YOUR OBJECTIVE >> Write out, precisely and in full, each line of the material.

:: DATASET

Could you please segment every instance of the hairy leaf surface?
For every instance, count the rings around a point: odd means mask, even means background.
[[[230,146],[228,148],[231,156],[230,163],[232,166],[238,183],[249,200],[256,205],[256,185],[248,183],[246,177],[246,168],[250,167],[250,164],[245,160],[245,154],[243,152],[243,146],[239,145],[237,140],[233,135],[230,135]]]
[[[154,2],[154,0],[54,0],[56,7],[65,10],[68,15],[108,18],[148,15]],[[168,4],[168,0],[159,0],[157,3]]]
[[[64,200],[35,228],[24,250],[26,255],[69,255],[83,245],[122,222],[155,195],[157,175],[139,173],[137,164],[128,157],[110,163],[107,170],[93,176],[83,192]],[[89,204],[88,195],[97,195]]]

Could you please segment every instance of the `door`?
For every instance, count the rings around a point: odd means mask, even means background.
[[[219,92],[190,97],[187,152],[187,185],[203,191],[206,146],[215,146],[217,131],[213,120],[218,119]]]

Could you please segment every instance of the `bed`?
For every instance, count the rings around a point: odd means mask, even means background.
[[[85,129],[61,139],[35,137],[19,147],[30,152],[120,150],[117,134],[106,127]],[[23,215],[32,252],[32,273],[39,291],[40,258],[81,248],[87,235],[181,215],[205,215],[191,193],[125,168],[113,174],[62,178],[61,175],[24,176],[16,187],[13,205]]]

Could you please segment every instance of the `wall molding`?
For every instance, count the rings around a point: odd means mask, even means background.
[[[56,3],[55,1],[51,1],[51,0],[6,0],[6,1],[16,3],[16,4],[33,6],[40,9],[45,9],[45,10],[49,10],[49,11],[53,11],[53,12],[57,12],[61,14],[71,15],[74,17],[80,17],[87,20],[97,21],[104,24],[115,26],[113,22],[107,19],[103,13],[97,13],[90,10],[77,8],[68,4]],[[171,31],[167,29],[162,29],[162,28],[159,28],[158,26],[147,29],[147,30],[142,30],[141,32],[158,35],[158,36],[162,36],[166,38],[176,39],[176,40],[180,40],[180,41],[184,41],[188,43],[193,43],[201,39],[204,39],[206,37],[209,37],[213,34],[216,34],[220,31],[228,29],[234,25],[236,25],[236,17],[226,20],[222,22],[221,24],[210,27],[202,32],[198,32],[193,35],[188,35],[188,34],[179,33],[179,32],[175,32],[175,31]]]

::::

PROBLEM SOLUTION >>
Could you please segment every instance of the hairy leaf surface?
For every instance, count the rings around a point: odd means mask, even means background.
[[[230,146],[228,148],[231,156],[230,163],[232,166],[238,183],[249,200],[256,205],[256,185],[248,183],[246,177],[246,168],[250,167],[250,164],[245,160],[245,154],[243,152],[243,146],[239,145],[237,140],[233,135],[230,135]]]
[[[154,2],[154,0],[54,0],[56,7],[65,10],[68,15],[108,18],[148,15]],[[168,4],[168,0],[159,0],[157,3]]]
[[[64,200],[35,228],[24,250],[26,255],[69,255],[83,245],[122,222],[155,195],[157,175],[139,173],[137,164],[128,157],[110,163],[107,170],[93,176],[83,192]],[[89,204],[88,195],[97,195]]]

Could you please segment every instance of the `door`?
For every instance, count the rings around a point: odd means mask, even means background.
[[[219,92],[190,97],[187,152],[187,185],[203,191],[206,146],[215,146],[217,131],[213,120],[218,119]]]

Could you please segment every instance of the `bed`?
For every instance, count the rings around a point: odd means mask, even means background.
[[[85,129],[61,139],[35,137],[19,147],[30,152],[120,150],[117,134],[106,127]],[[23,215],[32,252],[32,273],[39,291],[40,258],[81,248],[87,235],[181,215],[205,215],[191,193],[125,168],[113,174],[62,178],[61,175],[24,176],[16,187],[13,205]]]

Could you please segment every instance of the `wall molding`?
For every instance, count the rings around a point: odd means mask, even means background.
[[[56,3],[55,1],[51,1],[51,0],[6,0],[6,1],[16,3],[16,4],[33,6],[40,9],[45,9],[45,10],[49,10],[49,11],[53,11],[53,12],[57,12],[61,14],[71,15],[74,17],[80,17],[87,20],[97,21],[104,24],[115,26],[113,22],[107,19],[103,13],[97,13],[90,10],[77,8],[68,4]],[[171,31],[167,29],[162,29],[162,28],[159,28],[158,26],[147,29],[147,30],[142,30],[141,32],[158,35],[158,36],[162,36],[166,38],[176,39],[176,40],[180,40],[180,41],[184,41],[188,43],[193,43],[201,39],[204,39],[206,37],[209,37],[213,34],[216,34],[220,31],[228,29],[234,25],[236,25],[236,17],[226,20],[222,22],[221,24],[210,27],[202,32],[198,32],[193,35],[188,35],[188,34],[179,33],[179,32],[175,32],[175,31]]]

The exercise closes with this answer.